__TASK BRIEF__. Show each line of the records below where the word "Point" occurs.

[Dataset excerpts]

=== Begin Enclosure ===

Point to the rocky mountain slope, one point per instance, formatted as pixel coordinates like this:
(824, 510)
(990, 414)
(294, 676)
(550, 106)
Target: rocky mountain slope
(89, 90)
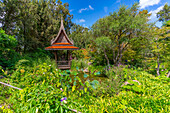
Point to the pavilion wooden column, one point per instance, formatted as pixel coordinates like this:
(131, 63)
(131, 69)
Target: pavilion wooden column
(62, 43)
(55, 54)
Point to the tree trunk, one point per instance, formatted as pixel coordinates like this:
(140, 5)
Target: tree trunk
(108, 63)
(168, 75)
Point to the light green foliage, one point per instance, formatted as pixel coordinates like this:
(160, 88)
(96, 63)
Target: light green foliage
(125, 27)
(80, 35)
(7, 54)
(164, 14)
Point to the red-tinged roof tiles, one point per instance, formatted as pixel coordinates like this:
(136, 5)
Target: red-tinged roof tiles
(62, 44)
(61, 48)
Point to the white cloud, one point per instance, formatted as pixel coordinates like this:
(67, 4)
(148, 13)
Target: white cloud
(105, 9)
(84, 9)
(81, 20)
(80, 11)
(71, 10)
(118, 1)
(146, 3)
(153, 12)
(91, 7)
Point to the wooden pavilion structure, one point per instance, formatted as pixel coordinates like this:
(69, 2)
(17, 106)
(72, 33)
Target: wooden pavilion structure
(61, 46)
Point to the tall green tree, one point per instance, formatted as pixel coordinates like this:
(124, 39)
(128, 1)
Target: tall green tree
(123, 27)
(164, 14)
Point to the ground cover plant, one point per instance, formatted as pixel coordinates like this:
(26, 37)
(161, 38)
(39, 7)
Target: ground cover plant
(122, 66)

=== End Enclosure ===

__RESULT BELOW__.
Point to the rocky mountain slope, one point per instance, formatted as pixel coordinates like this:
Point to the pavilion wooden column, one point per instance, formatted as pixel coordinates like this:
Point to the tree trunk, one point per instance, formatted as pixel coordinates like this:
Point to the light green foliage, one point per instance, formatted as pixel coordinates like this:
Point to the red-tinged roof tiles, one point per instance, formatted as pixel coordinates like this:
Point to the white cloud, one point per instance, formatted as pixel coordinates like this:
Point to the wooden pavilion structure, one point per instance, formatted as pixel coordinates like this:
Point to the tall green tree, one point per instance, formatted as pixel coordinates like this:
Point to the ground cover plant, one point per instance, formatted as pixel coordinates like this:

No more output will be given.